_Work required_
Locate each line below that contains the string "positive", and copy those lines.

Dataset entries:
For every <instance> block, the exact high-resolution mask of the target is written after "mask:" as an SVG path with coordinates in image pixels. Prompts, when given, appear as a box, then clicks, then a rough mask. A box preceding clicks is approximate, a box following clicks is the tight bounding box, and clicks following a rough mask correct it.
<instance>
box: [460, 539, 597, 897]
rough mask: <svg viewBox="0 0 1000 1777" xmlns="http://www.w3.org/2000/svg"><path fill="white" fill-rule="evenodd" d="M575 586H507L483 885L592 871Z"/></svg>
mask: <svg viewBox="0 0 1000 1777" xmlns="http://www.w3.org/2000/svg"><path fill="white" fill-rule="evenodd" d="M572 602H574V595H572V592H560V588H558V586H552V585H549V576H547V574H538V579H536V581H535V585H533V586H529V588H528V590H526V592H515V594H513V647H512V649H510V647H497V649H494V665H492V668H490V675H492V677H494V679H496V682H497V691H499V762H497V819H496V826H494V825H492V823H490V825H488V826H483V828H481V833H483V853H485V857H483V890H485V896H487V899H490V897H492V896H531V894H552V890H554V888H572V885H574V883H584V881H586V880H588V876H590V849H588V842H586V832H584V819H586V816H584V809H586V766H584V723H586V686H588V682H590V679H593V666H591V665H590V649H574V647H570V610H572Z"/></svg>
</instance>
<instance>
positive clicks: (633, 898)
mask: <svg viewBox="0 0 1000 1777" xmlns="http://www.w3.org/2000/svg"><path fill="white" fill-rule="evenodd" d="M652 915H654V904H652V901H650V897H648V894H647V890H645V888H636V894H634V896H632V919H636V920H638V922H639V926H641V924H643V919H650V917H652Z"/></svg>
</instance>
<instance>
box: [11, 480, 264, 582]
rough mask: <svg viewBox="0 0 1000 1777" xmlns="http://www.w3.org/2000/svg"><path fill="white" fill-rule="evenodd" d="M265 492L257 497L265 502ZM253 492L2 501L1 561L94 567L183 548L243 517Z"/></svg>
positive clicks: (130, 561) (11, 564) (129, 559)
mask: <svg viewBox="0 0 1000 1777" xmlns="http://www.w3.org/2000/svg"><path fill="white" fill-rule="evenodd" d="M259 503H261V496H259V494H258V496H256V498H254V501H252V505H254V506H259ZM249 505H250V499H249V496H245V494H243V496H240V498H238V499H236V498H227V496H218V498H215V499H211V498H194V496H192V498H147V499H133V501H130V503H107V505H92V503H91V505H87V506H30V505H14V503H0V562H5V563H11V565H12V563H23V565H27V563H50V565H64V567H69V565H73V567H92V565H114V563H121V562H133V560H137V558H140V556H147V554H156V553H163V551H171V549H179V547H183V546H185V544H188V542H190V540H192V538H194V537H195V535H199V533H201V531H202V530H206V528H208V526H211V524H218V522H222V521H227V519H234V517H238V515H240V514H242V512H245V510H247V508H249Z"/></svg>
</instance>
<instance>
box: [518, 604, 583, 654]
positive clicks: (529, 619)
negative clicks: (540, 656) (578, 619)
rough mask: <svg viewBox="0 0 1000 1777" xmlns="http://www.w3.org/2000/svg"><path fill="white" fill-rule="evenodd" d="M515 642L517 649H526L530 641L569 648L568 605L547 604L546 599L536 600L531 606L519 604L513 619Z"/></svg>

_Answer for this exercise_
positive clicks: (633, 898)
positive clicks: (130, 561) (11, 564) (129, 559)
positive clicks: (529, 619)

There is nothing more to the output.